> [WHAT TO DO]:
Scan the entries that follow and work out how many lines contain "right". Give the number and nothing else.

___ INPUT RECORDS

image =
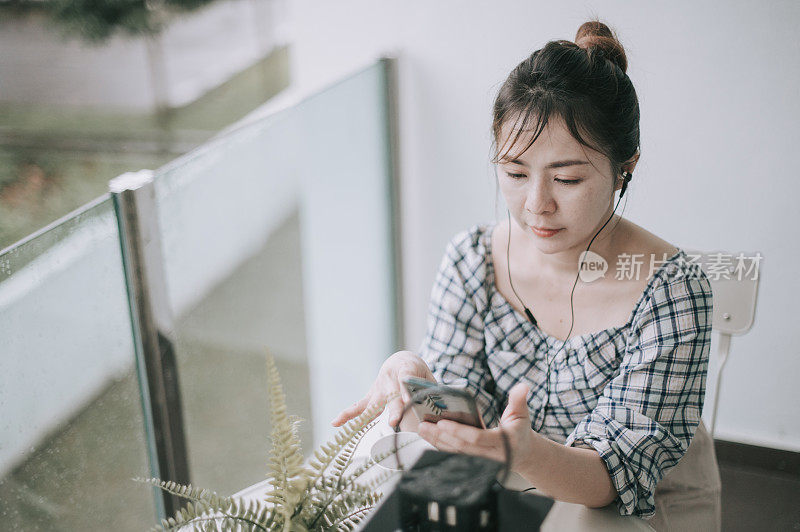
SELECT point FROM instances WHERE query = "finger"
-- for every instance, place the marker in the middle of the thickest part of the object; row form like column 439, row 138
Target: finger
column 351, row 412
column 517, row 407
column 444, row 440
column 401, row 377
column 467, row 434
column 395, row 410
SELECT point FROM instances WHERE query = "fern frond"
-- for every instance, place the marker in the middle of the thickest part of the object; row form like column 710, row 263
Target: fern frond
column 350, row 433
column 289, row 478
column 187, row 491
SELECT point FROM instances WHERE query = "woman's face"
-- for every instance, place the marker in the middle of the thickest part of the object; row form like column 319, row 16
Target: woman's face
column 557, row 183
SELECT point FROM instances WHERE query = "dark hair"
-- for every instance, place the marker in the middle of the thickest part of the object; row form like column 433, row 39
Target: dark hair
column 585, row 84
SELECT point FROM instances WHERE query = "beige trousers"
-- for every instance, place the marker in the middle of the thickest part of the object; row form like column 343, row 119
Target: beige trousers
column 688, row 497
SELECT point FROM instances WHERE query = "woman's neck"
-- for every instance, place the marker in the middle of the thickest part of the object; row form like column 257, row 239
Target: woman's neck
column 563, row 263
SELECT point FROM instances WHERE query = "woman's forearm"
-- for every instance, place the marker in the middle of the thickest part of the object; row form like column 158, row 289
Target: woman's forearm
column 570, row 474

______
___ INPUT RECORDS

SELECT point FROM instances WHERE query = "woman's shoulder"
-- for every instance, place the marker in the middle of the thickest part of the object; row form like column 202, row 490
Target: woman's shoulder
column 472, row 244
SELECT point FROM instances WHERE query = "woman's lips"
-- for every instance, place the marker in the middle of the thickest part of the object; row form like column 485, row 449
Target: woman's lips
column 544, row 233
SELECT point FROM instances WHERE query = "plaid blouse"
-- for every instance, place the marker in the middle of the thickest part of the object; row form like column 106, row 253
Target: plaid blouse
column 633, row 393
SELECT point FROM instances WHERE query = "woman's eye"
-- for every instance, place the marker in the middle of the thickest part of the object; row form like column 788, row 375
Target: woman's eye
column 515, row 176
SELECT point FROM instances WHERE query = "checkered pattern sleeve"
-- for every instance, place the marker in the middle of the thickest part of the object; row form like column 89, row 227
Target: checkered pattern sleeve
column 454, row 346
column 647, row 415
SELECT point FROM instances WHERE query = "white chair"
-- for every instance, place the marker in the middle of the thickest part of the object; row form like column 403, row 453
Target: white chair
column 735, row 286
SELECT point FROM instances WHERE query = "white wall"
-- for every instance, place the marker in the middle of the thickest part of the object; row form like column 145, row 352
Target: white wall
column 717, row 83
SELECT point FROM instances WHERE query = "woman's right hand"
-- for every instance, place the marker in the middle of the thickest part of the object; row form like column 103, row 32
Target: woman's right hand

______
___ INPUT RECORDS

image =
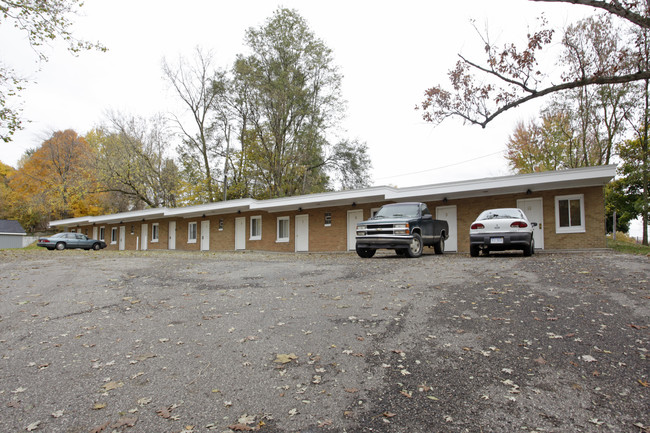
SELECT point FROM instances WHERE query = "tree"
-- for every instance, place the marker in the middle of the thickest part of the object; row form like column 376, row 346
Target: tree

______

> [ANSWER TO THIS EXERCISE]:
2